BACAAN ▸

+ + +

BWI24JAM.CO.ID, Banyuwangi - Sampah menuntun Muhammad Nasir (35), lulusan sarjana pendidikan strata satu banting setir dari profesi guru menjadi tukang pungut sampah. Pria asal Desa Kembiritan, Kecamatan Genteng, Banyuwangi ini rela menanggalkan profesi berjuluk pahlawan tanpa tanda jasa itu demi mengejar hasil menggiurkan dengan berburu sampah.
Ia tak malu. Nasir justru bangga meskipun profesinya kini dekat dengan kotoran. Asalkan, kata dia, hasil yang didapat bersih dan halal.
Selain gaji sebagai guru terbilang cekak, Nasir menyebut memungut sampah dari rumah ke rumah hasilnya cukup bikin ngiler. Sebulan ia bisa mengantongi Rp5 juta dari iuran bulanan para pelanggan serta penjualan sampah anorganik.

+ + +

INFORMASI YANG DITAMPILKAN ▸

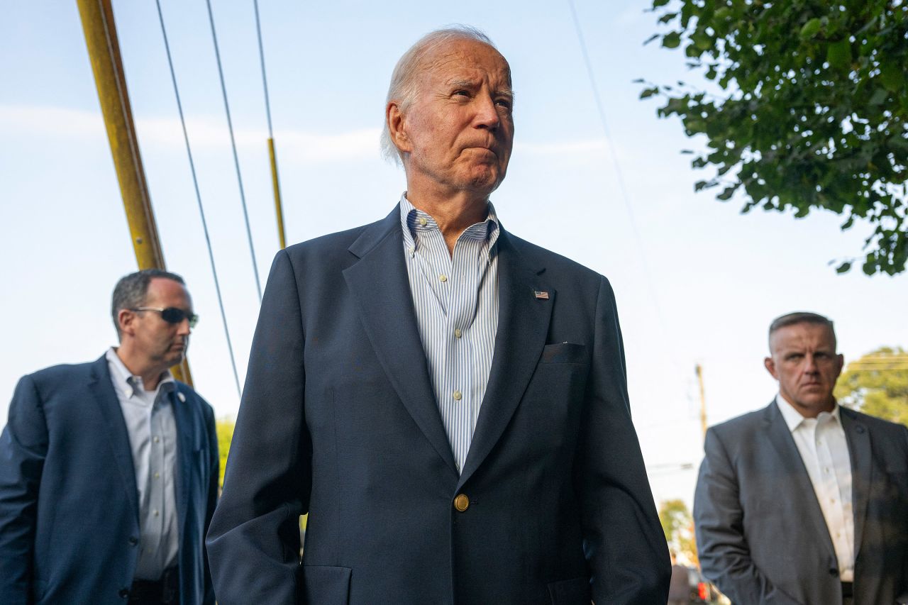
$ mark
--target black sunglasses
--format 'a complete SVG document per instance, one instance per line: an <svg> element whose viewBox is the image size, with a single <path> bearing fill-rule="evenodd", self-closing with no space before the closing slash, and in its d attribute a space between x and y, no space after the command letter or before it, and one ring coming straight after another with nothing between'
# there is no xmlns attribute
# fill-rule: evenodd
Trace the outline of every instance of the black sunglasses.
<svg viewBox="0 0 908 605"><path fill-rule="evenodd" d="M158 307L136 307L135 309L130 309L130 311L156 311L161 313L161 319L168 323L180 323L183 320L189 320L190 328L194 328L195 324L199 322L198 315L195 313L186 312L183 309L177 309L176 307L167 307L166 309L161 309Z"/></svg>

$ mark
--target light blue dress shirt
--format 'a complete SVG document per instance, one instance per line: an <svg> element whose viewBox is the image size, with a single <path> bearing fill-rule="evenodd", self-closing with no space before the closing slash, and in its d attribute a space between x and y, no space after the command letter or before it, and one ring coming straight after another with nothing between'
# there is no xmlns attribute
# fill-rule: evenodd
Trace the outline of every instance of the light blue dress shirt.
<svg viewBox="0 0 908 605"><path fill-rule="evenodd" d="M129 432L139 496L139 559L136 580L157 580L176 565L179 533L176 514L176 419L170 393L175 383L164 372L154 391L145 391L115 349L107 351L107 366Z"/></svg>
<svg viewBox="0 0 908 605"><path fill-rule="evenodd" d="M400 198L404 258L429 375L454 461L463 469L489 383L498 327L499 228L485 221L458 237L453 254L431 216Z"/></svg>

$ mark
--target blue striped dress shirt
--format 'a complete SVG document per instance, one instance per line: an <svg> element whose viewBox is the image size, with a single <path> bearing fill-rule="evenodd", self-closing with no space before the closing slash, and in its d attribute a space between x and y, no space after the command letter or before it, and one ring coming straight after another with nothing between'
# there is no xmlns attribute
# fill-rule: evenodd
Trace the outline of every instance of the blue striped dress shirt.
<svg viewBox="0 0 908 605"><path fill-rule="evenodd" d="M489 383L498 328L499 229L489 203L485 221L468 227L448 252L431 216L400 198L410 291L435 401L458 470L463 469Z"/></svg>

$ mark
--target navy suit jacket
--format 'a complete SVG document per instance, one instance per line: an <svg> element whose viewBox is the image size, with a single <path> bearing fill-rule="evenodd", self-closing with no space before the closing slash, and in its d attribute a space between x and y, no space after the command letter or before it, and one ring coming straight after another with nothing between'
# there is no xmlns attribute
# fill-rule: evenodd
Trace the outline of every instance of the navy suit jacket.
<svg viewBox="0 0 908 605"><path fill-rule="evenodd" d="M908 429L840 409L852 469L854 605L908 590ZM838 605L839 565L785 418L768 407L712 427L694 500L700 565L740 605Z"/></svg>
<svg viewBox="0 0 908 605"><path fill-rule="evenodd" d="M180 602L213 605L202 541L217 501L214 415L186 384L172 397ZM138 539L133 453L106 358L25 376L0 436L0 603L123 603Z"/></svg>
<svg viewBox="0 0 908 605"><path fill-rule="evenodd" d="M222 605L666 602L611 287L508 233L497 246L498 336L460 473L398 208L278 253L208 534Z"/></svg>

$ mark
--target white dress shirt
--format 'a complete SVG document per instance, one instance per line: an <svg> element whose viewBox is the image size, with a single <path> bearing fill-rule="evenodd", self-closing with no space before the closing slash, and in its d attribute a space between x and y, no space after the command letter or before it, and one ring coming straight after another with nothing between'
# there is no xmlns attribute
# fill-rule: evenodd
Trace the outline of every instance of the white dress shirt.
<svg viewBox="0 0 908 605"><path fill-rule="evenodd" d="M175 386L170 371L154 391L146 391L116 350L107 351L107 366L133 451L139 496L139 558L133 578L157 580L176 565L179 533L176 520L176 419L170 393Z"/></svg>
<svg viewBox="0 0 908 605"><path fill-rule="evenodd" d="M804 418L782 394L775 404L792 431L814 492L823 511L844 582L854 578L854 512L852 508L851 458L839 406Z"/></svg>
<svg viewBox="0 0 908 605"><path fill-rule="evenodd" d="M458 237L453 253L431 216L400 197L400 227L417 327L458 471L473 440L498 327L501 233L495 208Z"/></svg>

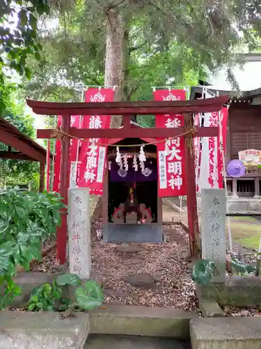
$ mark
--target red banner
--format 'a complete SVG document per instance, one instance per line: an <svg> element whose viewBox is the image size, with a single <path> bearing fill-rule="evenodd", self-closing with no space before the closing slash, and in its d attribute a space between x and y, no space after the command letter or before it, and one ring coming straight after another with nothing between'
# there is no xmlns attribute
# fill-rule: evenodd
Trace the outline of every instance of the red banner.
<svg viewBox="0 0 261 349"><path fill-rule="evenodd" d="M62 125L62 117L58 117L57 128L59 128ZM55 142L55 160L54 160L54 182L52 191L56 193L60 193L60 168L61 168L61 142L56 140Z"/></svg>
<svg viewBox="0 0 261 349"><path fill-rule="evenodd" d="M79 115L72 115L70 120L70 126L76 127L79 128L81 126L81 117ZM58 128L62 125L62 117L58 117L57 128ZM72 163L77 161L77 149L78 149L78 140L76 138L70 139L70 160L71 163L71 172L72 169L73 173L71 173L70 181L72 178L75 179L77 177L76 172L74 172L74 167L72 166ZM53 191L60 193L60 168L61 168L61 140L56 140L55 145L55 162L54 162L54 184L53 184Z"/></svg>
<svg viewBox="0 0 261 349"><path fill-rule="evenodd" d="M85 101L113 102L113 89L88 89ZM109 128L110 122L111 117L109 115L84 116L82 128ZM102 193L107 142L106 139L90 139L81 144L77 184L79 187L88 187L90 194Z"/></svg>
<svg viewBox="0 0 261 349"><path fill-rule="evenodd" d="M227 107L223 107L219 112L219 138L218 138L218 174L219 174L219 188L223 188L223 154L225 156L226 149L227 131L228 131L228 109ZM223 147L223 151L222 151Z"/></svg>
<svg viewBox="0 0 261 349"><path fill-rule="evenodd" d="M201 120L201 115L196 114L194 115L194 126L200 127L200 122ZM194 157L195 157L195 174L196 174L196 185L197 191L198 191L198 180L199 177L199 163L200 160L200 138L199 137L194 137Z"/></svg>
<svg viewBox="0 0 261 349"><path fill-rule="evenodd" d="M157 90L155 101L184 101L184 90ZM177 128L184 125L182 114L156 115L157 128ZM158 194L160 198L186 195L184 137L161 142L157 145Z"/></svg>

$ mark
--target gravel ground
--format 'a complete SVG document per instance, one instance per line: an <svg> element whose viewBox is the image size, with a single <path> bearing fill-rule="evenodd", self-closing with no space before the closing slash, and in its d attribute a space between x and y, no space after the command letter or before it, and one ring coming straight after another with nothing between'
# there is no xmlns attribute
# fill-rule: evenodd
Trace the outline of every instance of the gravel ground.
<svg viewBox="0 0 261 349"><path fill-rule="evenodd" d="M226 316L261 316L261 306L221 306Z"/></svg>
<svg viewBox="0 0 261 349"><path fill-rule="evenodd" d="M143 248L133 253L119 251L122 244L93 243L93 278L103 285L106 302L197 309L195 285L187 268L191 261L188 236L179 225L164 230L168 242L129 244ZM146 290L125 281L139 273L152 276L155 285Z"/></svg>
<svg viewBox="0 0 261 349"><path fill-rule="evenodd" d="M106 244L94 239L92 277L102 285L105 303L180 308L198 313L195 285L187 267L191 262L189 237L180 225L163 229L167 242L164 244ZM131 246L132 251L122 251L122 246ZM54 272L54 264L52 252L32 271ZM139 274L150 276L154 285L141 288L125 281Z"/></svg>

+ + +

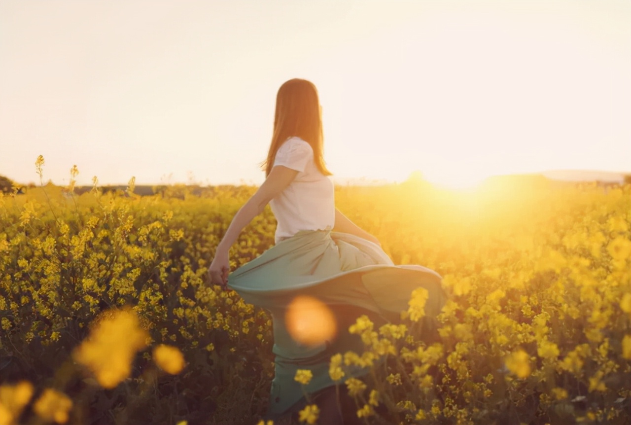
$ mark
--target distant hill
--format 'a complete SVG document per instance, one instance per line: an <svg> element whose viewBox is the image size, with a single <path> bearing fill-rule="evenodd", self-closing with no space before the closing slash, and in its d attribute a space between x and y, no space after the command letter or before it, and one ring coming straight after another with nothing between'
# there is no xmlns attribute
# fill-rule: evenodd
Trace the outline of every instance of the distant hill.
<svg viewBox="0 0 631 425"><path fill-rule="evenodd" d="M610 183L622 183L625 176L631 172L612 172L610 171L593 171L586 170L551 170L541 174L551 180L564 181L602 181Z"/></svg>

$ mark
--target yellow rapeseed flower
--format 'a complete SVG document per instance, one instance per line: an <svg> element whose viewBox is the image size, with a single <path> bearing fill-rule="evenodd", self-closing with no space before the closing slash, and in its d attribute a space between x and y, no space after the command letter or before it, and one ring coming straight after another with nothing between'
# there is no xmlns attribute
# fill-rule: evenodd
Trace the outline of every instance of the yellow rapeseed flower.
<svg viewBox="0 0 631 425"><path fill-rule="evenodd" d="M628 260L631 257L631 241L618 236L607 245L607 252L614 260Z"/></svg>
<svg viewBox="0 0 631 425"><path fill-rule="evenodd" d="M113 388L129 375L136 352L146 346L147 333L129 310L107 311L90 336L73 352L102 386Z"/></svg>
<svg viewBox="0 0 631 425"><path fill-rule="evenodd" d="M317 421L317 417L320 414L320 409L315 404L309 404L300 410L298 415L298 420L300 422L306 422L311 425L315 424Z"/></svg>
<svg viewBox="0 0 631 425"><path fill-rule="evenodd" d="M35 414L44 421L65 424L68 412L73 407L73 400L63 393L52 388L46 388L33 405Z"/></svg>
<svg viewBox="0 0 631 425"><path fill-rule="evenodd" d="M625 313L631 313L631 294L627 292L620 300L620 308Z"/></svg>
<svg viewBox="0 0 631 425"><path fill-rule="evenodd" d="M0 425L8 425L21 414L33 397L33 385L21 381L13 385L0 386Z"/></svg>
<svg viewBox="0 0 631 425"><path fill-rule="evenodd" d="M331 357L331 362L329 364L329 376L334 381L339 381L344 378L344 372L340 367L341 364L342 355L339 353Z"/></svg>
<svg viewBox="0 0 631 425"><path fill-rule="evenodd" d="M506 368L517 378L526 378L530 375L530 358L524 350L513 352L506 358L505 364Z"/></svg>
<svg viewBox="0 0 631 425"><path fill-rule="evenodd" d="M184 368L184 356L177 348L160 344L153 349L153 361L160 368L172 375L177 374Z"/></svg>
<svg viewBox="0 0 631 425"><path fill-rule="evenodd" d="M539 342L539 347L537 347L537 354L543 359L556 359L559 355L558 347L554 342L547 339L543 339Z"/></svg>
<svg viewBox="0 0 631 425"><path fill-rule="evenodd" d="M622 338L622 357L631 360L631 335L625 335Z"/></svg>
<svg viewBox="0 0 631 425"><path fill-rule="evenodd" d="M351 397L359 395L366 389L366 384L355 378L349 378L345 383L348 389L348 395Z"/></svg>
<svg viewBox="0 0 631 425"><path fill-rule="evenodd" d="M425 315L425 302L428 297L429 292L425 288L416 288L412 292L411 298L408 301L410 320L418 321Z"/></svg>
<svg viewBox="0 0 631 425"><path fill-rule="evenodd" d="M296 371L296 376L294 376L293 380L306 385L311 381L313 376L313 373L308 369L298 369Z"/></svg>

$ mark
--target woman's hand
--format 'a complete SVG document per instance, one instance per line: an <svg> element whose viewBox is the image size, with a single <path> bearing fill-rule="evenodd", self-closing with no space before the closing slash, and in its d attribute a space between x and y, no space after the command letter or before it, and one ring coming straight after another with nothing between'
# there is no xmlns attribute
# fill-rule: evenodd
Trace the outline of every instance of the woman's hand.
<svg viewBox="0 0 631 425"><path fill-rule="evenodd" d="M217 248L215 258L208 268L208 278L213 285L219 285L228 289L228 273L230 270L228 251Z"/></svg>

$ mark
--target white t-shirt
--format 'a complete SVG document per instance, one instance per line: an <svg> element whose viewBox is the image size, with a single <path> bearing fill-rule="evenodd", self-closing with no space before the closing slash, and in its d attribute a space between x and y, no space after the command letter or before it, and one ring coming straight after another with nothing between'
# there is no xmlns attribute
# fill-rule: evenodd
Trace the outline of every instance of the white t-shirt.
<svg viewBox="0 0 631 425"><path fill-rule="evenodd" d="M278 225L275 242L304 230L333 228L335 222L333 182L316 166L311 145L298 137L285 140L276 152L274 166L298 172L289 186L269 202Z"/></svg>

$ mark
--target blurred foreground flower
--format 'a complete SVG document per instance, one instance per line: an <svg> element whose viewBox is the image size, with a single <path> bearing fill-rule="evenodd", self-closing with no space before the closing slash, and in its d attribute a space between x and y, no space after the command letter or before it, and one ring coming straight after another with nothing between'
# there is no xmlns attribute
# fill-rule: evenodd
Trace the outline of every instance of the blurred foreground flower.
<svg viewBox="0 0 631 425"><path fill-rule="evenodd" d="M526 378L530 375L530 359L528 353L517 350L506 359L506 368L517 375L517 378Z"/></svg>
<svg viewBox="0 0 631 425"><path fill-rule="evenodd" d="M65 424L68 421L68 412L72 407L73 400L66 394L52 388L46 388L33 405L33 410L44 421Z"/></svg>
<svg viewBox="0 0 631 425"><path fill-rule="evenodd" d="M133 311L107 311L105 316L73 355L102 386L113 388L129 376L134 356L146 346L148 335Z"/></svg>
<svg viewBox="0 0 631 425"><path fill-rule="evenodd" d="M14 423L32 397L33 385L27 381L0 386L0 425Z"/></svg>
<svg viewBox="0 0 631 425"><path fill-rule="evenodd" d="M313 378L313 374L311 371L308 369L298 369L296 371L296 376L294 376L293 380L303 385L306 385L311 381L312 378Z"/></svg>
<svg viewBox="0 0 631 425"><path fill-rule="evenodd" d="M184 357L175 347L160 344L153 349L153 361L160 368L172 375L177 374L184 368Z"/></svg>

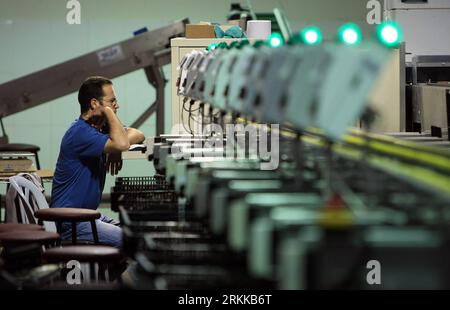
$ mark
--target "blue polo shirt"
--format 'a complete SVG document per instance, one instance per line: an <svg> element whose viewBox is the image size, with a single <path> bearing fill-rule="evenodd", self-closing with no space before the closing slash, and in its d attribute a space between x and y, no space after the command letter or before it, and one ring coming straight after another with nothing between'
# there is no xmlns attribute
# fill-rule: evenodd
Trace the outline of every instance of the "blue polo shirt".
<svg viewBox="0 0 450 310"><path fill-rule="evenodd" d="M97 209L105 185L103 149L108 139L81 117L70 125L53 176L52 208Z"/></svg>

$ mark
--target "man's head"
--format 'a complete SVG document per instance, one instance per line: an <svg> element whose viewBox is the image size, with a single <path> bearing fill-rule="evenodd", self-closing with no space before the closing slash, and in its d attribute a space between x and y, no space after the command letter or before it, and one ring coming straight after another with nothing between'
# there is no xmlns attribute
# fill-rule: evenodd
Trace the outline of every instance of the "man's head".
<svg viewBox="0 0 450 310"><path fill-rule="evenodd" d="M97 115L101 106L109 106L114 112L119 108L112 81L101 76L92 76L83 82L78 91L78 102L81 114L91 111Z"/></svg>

+ + +

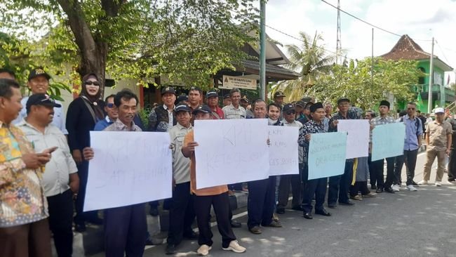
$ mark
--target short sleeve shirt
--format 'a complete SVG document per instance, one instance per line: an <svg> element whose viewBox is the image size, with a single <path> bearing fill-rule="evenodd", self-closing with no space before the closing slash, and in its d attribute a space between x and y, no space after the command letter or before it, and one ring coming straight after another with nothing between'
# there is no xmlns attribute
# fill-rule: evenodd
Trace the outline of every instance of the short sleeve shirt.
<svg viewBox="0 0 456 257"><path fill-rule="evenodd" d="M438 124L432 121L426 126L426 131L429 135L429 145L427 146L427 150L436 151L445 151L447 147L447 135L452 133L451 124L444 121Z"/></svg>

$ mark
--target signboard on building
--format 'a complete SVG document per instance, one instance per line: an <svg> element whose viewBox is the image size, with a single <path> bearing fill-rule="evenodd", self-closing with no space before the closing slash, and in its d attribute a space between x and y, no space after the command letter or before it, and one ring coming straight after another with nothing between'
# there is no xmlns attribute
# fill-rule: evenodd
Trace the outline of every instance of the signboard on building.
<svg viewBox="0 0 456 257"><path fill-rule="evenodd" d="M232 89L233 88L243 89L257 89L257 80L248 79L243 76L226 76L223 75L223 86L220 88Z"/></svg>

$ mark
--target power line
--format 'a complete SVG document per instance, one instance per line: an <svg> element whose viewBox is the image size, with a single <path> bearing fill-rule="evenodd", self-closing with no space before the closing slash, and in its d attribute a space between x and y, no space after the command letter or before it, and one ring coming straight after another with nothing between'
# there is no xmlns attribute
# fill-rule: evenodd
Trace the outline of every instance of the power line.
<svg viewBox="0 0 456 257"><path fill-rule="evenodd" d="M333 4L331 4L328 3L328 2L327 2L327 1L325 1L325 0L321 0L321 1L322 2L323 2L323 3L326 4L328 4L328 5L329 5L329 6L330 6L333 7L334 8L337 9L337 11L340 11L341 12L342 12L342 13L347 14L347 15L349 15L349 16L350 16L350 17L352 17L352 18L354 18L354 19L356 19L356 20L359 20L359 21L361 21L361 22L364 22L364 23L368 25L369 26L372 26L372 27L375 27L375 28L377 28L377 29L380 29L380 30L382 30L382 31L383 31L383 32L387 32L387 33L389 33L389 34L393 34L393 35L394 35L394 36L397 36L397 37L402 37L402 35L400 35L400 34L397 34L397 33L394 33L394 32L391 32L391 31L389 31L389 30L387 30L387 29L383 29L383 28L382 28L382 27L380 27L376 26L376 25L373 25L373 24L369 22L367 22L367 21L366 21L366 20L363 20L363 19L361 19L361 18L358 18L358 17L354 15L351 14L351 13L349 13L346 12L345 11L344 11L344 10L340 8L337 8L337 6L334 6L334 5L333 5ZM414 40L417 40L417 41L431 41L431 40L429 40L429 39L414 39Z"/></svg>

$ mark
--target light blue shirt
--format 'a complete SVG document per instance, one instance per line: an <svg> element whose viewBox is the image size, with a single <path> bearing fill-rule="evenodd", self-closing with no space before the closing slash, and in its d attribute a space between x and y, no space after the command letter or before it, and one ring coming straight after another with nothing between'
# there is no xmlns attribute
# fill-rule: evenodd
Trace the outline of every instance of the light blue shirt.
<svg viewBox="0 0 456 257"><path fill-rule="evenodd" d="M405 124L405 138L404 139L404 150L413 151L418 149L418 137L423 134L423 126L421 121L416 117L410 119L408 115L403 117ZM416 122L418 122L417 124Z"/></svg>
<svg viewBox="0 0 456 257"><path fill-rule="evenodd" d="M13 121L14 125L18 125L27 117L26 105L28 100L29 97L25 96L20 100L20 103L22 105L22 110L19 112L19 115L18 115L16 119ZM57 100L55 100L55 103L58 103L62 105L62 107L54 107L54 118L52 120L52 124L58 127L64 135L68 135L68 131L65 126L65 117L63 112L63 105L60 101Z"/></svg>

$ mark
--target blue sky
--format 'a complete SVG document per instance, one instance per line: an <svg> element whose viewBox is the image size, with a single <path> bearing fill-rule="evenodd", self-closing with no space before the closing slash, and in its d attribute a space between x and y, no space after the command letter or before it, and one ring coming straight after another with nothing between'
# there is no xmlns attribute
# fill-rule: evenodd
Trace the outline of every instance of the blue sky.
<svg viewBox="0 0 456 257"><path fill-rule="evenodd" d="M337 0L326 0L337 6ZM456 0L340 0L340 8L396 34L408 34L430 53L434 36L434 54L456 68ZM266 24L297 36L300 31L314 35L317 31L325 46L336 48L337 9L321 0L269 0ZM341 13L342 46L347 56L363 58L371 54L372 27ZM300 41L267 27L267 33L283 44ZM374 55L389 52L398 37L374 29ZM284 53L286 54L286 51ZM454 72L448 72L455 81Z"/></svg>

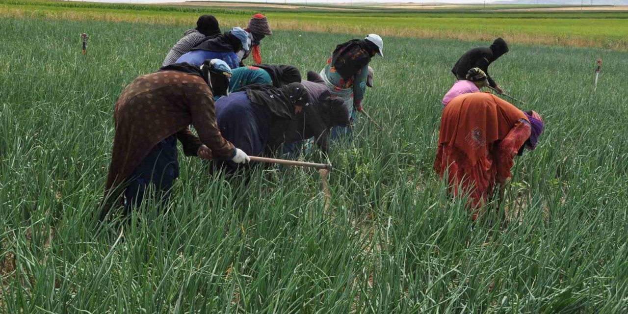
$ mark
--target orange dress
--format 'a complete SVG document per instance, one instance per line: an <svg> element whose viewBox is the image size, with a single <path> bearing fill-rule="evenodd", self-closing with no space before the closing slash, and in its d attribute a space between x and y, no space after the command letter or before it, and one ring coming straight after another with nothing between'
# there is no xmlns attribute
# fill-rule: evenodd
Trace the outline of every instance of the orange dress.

+ + +

TUJUAN ▸
a – Menurut bacaan, berapa uang yang bisa dikantongi Nasir dalam sebulan dari memungut sampah?
b – Hitunglah berapa baris catatan yang memuat kata "flower", lalu tuliskan angkanya saja.

JAWABAN TUGAS ▸
a – Rp5 juta, dari iuran bulanan para pelanggan serta penjualan sampah anorganik.

b – 4